* **TEXT SEGMENT**:
——
Sen. Murray seeks better service for local veterans

EVERETT – A U.S. senator this week promised to keep fighting for establishment of a veterans’ clinic in northwest Washington to ease access for tens of thousands of Snohomish County vets.

Secretary of Veterans Affairs James Nicholson promised establishment of such a facility last month when he visited Snohomish and Island counties.

“We have to have a clinic that is closer to home for veterans here in Snohomish County and all the way to Bellingham,” said Sen. Patty Murray, D-Wash.

Murray was in Everett on Thursday conducting a roundtable discussion on veterans’ concerns, including mental health issues such as post-traumatic stress disorder and depression.

“He made a promise to have a clinic, and we’re going to hold his feet to the fire and make sure that he will follow up on that,” Murray said.

Access to proper medical facilities was one issue raised at the discussion. Everett therapist Steve Akers noted that even the traffic between Snohomish County and current VA medical facilities in Seattle and Tacoma make access difficult. And the distance discourages people from traveling that far.

Akers has spent decades treating veterans for post-traumatic stress disorder, and he said the 27,000 Vietnam vets in Snohomish County make it one of the highest concentrations of that war’s vets in the nation.

In addition, the area is seeing an increasing number of active-duty or reserve troops returning from Iraq and Afghanistan, said Dr. Stephen Hunt, director of the Deployment Health Clinic in Seattle, which treats combat veterans.

“There is no doubt people in this room who have been off to war, and they know how it can change your life,” Hunt said. “We feel it is important everyone is evaluated.”

Mental health problems may not become apparent for some time after a veteran returns, said Miles McFall, director of the federal post-traumatic stress disorder program in Seattle.
——
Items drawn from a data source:
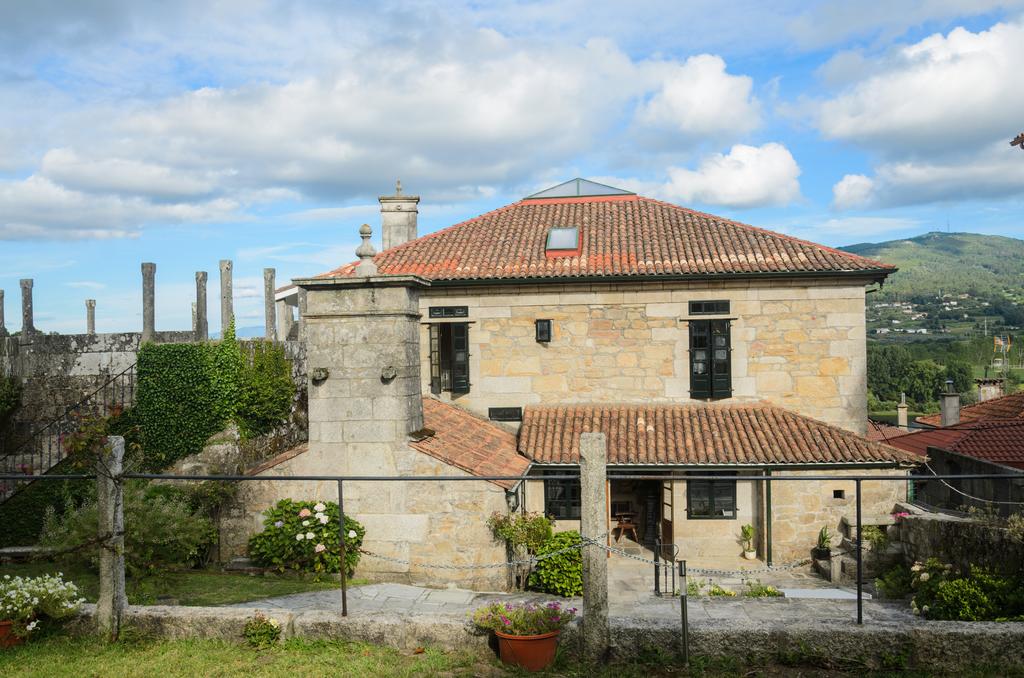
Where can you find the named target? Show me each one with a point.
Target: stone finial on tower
(90, 316)
(398, 214)
(366, 252)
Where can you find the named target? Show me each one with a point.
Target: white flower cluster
(26, 599)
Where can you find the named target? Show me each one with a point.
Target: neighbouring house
(697, 344)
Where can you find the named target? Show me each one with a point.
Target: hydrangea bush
(31, 601)
(524, 620)
(303, 537)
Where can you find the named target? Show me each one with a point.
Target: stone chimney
(950, 406)
(398, 217)
(901, 418)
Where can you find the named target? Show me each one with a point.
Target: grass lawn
(57, 657)
(197, 587)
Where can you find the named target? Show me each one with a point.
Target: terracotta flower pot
(7, 637)
(530, 652)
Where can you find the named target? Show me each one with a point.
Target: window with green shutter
(711, 359)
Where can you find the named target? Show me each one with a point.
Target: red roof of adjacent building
(621, 236)
(469, 442)
(1006, 407)
(756, 433)
(1000, 441)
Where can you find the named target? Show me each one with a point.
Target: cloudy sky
(187, 132)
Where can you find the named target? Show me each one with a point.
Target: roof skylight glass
(563, 238)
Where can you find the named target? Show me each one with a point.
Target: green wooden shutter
(435, 358)
(700, 359)
(460, 357)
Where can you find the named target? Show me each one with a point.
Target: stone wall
(960, 541)
(796, 343)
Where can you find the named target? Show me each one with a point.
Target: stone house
(696, 343)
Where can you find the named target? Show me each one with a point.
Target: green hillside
(951, 263)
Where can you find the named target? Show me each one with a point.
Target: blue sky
(184, 133)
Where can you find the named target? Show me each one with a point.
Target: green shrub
(162, 532)
(895, 583)
(303, 536)
(562, 574)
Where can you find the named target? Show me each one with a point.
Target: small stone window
(543, 329)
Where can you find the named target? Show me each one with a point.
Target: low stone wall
(960, 541)
(944, 646)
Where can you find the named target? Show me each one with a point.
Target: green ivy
(562, 574)
(286, 542)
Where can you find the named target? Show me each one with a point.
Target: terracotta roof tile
(1000, 441)
(695, 434)
(621, 236)
(1007, 407)
(469, 442)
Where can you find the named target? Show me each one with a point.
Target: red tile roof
(1000, 441)
(621, 236)
(756, 433)
(469, 442)
(1007, 407)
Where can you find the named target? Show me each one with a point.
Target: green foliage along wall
(187, 392)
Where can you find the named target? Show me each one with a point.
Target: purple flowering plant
(522, 620)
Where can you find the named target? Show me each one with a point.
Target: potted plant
(527, 634)
(27, 602)
(823, 548)
(747, 539)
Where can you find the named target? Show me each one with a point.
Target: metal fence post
(343, 568)
(113, 601)
(683, 612)
(860, 558)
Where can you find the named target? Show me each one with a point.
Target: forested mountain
(937, 263)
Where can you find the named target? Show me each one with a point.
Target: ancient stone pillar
(148, 300)
(593, 525)
(90, 316)
(268, 293)
(226, 300)
(110, 502)
(398, 213)
(28, 328)
(202, 323)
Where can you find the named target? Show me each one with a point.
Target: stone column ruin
(202, 324)
(148, 300)
(28, 328)
(268, 293)
(226, 300)
(90, 316)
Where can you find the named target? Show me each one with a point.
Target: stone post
(90, 316)
(148, 300)
(226, 300)
(110, 501)
(593, 524)
(28, 328)
(268, 293)
(202, 323)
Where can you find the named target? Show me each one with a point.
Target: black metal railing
(45, 447)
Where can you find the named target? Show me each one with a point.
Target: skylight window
(563, 238)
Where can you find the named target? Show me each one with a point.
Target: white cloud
(942, 94)
(697, 100)
(748, 176)
(852, 191)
——
* **YOUR OBJECTIVE**:
Rewrite the portion of the news article starting at "Mental health problems" and ending at "program in Seattle.", replacing "apparent" with "evident". Base all work solely on the news article.

* **WRITTEN ANSWER**:
Mental health problems may not become evident for some time after a veteran returns, said Miles McFall, director of the federal post-traumatic stress disorder program in Seattle.